Consigne:
Recopiez le passage du texte sur le programme de stabilité compris entre « En réalité, comme » et « transition énergétique ? », bornes incluses, en substituant « pessimisme » à « optimisme ».

Texte à lire:

C’est sans doute par ironie que le Gouvernement propose également d’inscrire dans la Constitution le principe d’une transmission systématique à l’Assemblée nationale et au Sénat du « programme de stabilité de la France », avant qu’il ne soit adressé à la Commission européenne. En réalité, c’est un simulacre de consultation. Tout cela résulte du travail effectué en commun par vos fonctionnaires, madame la ministre, et par les fonctionnaires de la Commission européenne.
C’est un programme de rigueur budgétaire et sociale à perpétuité que vous nous demandez d’entériner, au terme d’une consultation de pure forme.
La double norme d’évolution des dépenses de l’État – zéro volume et zéro valeur, hors intérêts et pensions – aboutira à la poursuite de la révision générale des politiques publiques, à la baisse de 10 % des dépenses de fonctionnement de l’État, dont 5 % dès 2011, et de 10 % des dépenses d’intervention ; au gel enfin des dotations aux collectivités locales.
Par ailleurs, le ralentissement de la progression de l’objectif national de dépenses d’assurance-maladie de 3 % à 2, 8 % par an se traduira par la hausse de 5 % du ticket modérateur sur les services médicaux et par la baisse du taux de remboursement des médicaments.
En réalité, comme l’a bien montré M. Marini, tout cet exercice repose sur une accumulation d’hypothèses optimistes. Vous avez légèrement réduit le taux de croissance de l’économie pour 2011-2012, mais vous le maintenez à 2, 5 % pour 2013-2014. Qu’est-ce qui justifie un pareil optimisme ? Essentiellement la reprise escomptée de la demande mondiale à hauteur de 6, 5 % par an à compter de 2013, laquelle fait ressortir a contrario la très faible croissance de la zone euro. Comment mieux reconnaître la perte complète d’autonomie de celle-ci, incapable de programmer elle-même une stratégie de croissance et d’investissement pour favoriser, par exemple, la résorption du chômage ou la nécessaire transition énergétique ?
La zone euro est la lanterne rouge de la croissance et le ruban bleu du chômage à l’échelle mondiale parce que ses gouvernements ont choisi de maintenir l’euro comme la monnaie la plus surévaluée au monde : c’est un choix de classe, comme on disait, à juste titre en l’occurrence ; c’est le choix des possédants, de ceux qui détiennent les actifs financiers. Mais ce n’est pas le choix des peuples – on l’a vu en 2005 – et encore moins le choix de la jeunesse, dont l’avenir est sacrifié sur l’autel de la rentabilité financière !
Le document qui nous est soumis est, au fond, un choix de résignation.
Les hypothèses macroéconomiques associées au programme sont dépassées. Qu’on en juge.
La parité de l’euro avec le dollar ? On table sur 1, 40 dollar, alors que nous en sommes déjà à 1, 46 dollar. Je rappelle que l’euro était à 1, 16 dollar lors de son lancement et qu’il était à 0, 82 dollar en 2000 !
Le prix du baril de pétrole ? Il a dépassé les 100 dollars, et il est orienté à la hausse.
Ajoutons à cela l’augmentation des taux d’intérêt de la Banque centrale européenne de 25 points de base – pour commencer ! –, à rebours de l’action menée par les autres banques centrales et de ce que serait une politique de change sensée, visant à freiner le renchérissement de l’euro.
Enfin et surtout, comment ne pas anticiper l’effet des politiques de rigueur partout mises en œuvre en Europe ? Comme l’a écrit M. Marini, aux pages 41 et 42 de son rapport d’information, la Grèce est, d'ores et déjà, « en situation de défaut virtuel », tandis que la situation de l’Irlande et du Portugal est « intenable ».

Lignes fournies:

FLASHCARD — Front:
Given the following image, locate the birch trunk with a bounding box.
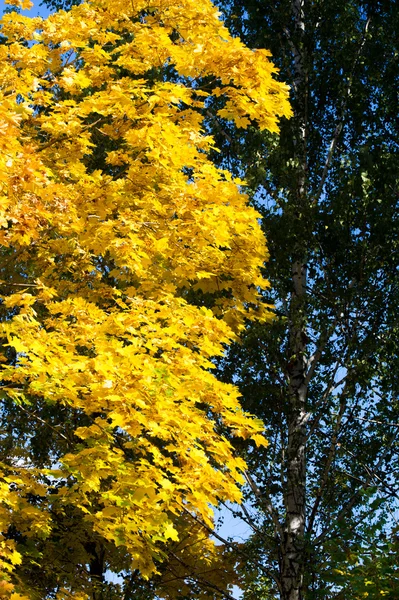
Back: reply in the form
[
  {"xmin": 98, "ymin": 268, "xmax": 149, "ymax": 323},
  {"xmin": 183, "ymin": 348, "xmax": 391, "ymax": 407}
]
[{"xmin": 281, "ymin": 0, "xmax": 309, "ymax": 600}]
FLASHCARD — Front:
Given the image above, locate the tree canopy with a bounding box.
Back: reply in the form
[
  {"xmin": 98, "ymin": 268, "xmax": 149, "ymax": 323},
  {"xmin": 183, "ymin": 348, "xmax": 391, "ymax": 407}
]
[{"xmin": 0, "ymin": 0, "xmax": 290, "ymax": 600}]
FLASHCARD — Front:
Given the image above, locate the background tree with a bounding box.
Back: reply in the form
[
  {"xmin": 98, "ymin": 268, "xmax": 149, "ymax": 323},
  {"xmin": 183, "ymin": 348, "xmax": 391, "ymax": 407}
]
[{"xmin": 205, "ymin": 0, "xmax": 399, "ymax": 600}]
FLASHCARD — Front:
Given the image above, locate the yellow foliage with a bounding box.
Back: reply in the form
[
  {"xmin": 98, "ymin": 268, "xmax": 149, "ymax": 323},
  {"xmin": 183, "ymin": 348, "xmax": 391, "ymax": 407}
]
[{"xmin": 0, "ymin": 0, "xmax": 290, "ymax": 598}]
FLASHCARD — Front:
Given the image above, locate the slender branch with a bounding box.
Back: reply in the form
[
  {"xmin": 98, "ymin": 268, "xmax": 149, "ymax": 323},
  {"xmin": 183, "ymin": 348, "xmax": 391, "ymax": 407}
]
[
  {"xmin": 244, "ymin": 471, "xmax": 284, "ymax": 540},
  {"xmin": 313, "ymin": 17, "xmax": 371, "ymax": 205},
  {"xmin": 308, "ymin": 382, "xmax": 346, "ymax": 532}
]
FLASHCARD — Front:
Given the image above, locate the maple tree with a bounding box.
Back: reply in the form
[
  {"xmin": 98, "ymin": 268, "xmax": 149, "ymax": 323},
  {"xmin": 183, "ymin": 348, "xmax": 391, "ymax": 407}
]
[{"xmin": 0, "ymin": 0, "xmax": 290, "ymax": 600}]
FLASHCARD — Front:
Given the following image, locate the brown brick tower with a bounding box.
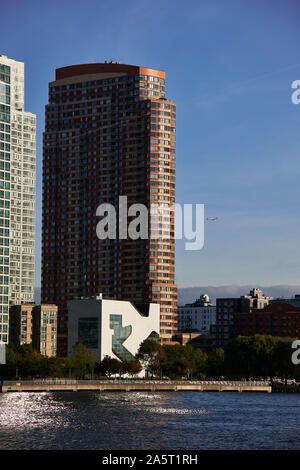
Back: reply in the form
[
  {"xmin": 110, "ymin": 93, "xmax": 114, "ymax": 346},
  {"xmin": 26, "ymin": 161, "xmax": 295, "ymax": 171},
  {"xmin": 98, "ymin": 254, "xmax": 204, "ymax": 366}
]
[{"xmin": 42, "ymin": 62, "xmax": 177, "ymax": 355}]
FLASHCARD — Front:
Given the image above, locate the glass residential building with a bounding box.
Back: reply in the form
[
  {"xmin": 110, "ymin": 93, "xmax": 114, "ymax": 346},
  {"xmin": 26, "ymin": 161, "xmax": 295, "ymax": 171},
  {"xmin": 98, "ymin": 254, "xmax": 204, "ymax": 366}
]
[
  {"xmin": 41, "ymin": 62, "xmax": 177, "ymax": 355},
  {"xmin": 0, "ymin": 55, "xmax": 36, "ymax": 343}
]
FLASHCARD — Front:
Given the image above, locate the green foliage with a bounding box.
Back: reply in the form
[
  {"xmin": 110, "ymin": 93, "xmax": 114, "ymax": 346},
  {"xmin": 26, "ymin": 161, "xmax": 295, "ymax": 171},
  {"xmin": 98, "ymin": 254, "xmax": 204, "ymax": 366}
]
[{"xmin": 224, "ymin": 335, "xmax": 300, "ymax": 380}]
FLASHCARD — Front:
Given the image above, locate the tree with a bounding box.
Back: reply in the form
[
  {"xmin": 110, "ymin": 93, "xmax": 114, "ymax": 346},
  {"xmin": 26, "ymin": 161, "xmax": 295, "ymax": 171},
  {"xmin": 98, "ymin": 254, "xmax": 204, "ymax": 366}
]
[
  {"xmin": 100, "ymin": 356, "xmax": 120, "ymax": 378},
  {"xmin": 205, "ymin": 348, "xmax": 225, "ymax": 379},
  {"xmin": 136, "ymin": 338, "xmax": 162, "ymax": 376},
  {"xmin": 127, "ymin": 359, "xmax": 143, "ymax": 377}
]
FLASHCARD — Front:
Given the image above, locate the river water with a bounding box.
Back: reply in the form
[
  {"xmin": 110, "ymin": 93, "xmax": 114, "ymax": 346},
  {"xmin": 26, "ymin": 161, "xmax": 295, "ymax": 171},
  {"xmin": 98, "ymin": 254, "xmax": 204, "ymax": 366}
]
[{"xmin": 0, "ymin": 392, "xmax": 300, "ymax": 450}]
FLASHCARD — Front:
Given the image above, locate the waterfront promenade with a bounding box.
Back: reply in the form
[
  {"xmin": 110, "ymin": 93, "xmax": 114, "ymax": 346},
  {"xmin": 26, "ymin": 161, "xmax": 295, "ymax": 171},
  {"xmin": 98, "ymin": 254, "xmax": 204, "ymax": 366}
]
[{"xmin": 1, "ymin": 379, "xmax": 272, "ymax": 393}]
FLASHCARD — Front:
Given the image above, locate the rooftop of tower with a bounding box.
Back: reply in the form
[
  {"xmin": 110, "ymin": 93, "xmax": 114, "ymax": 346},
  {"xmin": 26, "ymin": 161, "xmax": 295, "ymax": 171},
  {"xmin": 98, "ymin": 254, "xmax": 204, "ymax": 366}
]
[{"xmin": 55, "ymin": 61, "xmax": 165, "ymax": 80}]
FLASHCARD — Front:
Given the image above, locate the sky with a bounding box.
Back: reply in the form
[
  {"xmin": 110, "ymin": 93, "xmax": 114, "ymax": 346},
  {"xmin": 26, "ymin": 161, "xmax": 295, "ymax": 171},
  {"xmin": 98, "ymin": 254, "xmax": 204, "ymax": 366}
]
[{"xmin": 0, "ymin": 0, "xmax": 300, "ymax": 287}]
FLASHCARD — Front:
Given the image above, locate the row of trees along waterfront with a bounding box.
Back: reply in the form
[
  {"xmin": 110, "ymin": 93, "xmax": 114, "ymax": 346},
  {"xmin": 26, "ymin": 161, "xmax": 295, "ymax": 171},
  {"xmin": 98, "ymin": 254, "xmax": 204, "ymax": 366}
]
[{"xmin": 0, "ymin": 335, "xmax": 300, "ymax": 381}]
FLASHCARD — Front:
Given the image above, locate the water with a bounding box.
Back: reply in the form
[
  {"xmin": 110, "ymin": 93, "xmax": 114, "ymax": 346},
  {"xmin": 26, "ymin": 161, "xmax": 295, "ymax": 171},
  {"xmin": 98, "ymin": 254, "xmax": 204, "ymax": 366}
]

Corrigé détaillé:
En réalité, comme l’a bien montré M. Marini, tout cet exercice repose sur une accumulation d’hypothèses optimistes. Vous avez légèrement réduit le taux de croissance de l’économie pour 2011-2012, mais vous le maintenez à 2, 5 % pour 2013-2014. Qu’est-ce qui justifie un pareil pessimisme ? Essentiellement la reprise escomptée de la demande mondiale à hauteur de 6, 5 % par an à compter de 2013, laquelle fait ressortir a contrario la très faible croissance de la zone euro. Comment mieux reconnaître la perte complète d’autonomie de celle-ci, incapable de programmer elle-même une stratégie de croissance et d’investissement pour favoriser, par exemple, la résorption du chômage ou la nécessaire transition énergétique ?